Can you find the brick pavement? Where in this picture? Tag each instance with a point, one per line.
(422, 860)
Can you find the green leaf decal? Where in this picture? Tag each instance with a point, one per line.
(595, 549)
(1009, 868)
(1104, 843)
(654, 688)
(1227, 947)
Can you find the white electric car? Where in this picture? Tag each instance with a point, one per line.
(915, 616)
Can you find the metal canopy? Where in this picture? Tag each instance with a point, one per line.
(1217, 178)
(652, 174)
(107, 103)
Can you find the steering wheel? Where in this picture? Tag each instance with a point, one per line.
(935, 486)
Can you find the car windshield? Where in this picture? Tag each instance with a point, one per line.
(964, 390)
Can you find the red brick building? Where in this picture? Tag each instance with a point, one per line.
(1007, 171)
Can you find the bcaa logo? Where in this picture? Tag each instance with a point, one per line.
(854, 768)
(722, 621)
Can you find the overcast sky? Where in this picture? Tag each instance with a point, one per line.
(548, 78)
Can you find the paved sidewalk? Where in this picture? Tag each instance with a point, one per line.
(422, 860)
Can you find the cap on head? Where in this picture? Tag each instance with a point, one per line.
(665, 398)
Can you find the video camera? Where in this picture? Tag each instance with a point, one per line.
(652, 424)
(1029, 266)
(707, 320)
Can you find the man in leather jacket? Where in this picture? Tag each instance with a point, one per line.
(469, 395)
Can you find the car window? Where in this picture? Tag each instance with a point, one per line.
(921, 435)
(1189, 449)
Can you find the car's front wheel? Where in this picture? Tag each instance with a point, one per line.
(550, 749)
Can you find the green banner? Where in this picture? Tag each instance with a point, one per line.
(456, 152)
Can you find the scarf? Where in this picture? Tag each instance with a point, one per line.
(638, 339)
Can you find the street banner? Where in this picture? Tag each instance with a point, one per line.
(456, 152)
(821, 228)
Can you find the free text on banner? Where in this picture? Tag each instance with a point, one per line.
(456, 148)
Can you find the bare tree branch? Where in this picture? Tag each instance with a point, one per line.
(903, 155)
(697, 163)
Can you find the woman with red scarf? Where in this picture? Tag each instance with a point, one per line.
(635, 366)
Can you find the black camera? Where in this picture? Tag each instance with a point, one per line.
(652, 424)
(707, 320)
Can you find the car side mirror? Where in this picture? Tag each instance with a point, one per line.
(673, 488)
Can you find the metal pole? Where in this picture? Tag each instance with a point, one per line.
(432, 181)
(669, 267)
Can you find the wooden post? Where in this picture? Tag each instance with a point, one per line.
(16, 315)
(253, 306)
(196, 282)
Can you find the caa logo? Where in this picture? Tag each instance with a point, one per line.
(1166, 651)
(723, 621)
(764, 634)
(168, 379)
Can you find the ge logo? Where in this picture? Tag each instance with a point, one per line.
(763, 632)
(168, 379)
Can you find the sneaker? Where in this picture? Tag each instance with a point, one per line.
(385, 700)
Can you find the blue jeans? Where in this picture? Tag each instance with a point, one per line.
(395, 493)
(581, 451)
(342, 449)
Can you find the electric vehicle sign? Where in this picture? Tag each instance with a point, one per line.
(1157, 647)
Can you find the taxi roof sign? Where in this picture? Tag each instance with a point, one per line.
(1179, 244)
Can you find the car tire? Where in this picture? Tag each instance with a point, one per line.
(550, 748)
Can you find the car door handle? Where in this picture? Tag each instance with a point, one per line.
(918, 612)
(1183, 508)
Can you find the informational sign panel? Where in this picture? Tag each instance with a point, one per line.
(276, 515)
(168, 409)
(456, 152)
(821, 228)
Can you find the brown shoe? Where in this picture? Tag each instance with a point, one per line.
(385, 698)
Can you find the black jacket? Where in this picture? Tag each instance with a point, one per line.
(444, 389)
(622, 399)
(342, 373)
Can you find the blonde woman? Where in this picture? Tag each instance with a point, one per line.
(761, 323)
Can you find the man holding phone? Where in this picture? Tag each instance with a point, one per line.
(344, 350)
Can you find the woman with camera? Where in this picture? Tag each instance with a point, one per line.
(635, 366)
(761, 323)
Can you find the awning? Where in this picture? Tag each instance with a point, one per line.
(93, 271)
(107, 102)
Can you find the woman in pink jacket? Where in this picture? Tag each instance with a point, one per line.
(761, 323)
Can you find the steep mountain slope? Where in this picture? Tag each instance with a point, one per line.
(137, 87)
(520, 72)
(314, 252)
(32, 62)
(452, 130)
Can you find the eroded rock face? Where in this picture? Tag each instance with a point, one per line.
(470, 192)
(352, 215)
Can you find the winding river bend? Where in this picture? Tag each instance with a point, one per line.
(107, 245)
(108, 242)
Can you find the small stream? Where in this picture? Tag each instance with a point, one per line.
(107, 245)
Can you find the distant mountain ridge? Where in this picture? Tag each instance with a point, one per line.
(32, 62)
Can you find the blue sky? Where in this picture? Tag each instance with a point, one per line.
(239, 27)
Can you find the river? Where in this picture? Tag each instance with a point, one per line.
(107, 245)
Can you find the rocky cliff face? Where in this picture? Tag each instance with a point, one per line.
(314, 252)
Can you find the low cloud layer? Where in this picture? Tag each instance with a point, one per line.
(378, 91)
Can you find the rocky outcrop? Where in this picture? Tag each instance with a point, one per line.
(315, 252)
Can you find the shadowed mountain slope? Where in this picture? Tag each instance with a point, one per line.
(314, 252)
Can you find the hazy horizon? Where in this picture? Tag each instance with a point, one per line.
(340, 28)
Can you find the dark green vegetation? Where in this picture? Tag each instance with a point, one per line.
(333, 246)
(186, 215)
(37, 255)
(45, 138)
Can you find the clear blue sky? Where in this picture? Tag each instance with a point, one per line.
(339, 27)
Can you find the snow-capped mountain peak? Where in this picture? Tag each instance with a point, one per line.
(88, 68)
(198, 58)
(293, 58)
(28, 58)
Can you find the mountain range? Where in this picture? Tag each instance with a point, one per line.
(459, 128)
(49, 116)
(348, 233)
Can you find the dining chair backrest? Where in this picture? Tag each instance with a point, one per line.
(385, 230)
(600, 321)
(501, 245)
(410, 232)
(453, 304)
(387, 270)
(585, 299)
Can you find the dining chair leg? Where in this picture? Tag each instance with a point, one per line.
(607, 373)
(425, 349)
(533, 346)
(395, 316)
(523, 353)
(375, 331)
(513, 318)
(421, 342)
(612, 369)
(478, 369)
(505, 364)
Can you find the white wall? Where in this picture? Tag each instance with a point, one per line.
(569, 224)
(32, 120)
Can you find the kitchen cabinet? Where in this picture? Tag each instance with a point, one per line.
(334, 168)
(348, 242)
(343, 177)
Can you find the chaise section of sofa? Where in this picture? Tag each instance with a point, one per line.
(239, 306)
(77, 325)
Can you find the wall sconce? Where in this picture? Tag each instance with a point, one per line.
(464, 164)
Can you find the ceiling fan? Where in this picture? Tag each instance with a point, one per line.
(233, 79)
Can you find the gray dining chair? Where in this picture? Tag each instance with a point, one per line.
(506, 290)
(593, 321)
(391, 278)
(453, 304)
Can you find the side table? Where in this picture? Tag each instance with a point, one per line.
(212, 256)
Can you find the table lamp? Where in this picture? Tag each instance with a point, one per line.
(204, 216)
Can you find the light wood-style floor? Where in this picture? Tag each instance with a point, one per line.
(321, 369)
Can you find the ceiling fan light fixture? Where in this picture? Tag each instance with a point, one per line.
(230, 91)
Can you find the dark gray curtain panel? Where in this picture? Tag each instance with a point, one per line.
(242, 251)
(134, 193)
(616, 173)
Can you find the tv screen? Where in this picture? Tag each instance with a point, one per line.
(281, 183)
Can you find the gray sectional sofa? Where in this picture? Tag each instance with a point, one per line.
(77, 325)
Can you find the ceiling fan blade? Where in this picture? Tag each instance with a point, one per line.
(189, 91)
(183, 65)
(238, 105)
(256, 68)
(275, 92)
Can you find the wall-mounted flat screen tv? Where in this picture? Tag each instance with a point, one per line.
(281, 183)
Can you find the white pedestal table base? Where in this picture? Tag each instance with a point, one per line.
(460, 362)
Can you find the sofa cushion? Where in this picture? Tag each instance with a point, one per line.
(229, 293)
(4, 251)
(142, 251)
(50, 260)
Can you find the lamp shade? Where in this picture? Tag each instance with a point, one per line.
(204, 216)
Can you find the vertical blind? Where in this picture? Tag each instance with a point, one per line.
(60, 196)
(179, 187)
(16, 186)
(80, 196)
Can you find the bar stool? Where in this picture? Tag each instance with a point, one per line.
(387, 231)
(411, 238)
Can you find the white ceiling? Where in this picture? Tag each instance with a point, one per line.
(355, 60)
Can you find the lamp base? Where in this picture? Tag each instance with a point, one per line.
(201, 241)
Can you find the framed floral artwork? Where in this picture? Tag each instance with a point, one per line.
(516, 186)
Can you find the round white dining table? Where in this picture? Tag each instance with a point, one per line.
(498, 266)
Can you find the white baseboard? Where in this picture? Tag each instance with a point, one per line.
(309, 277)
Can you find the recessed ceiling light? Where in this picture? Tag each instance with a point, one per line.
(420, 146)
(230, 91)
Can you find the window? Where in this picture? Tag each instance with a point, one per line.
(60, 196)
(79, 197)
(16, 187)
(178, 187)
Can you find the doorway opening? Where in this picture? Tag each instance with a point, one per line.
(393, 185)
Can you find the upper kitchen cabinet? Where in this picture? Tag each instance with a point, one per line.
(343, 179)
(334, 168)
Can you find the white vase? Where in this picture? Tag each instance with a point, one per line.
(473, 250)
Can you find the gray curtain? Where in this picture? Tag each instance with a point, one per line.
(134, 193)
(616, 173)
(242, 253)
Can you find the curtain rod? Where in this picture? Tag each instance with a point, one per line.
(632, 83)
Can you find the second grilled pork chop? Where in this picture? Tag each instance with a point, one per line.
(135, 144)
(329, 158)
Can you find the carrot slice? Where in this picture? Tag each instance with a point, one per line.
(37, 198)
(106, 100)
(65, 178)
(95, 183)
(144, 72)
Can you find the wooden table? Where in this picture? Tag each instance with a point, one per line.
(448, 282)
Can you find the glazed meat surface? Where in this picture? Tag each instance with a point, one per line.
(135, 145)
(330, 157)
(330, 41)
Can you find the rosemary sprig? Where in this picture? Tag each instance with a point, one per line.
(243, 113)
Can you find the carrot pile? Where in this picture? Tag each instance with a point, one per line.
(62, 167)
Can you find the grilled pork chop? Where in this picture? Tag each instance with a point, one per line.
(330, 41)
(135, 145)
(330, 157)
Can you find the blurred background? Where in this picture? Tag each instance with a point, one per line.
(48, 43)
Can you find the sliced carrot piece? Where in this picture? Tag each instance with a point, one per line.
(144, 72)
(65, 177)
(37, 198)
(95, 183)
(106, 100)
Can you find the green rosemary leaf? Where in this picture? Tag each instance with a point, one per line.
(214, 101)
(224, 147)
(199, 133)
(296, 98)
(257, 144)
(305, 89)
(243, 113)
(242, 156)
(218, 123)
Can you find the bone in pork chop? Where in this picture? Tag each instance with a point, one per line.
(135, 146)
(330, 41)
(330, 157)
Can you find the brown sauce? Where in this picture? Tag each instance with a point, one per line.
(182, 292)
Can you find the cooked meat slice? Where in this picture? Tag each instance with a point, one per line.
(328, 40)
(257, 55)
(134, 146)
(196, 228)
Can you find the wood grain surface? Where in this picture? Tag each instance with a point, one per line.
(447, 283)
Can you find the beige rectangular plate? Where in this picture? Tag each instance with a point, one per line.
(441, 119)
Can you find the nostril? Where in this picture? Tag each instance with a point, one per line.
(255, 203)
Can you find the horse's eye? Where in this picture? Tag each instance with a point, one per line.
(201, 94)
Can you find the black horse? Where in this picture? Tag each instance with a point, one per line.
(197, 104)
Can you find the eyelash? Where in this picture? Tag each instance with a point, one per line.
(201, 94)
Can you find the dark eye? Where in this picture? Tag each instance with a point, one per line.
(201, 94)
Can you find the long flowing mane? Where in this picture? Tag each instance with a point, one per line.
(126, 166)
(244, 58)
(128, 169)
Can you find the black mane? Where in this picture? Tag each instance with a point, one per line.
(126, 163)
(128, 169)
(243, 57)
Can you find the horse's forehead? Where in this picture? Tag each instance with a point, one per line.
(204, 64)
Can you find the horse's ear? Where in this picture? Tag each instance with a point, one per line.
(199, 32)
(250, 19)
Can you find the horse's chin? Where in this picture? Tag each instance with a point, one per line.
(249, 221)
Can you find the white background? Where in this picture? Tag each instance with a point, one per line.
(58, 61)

* * * * *

**Your goal**
The line containing "Can you find the eyelash?" marks the start; retype it and each line after it through the end of the records above, exactly.

**Complete output**
Can you find the eyelash? Where in this picture? Tag each instance with a point, one per line.
(201, 94)
Can you find the dark eye? Where in this picture? Tag each instance with a point, one per line.
(201, 94)
Can you find the long flowing mane? Where in this picture? Tag each instance with a point, one per line.
(126, 166)
(244, 58)
(128, 169)
Can you find the black mane? Where in this picture? Tag each instance with a point, one per line.
(126, 163)
(128, 169)
(243, 57)
Can you find the horse's forehead? Where in this picture? Tag each instance with a point, one per line.
(204, 64)
Can you find the horse's ear? Where in this picture? Tag each instance with a point, one per line.
(199, 32)
(250, 19)
Can you find the horse's chin? Where in this picture? Tag each instance with a point, one per line.
(249, 221)
Can you find the white background? Where in this picture? Tag each instance with a point, one per line.
(58, 61)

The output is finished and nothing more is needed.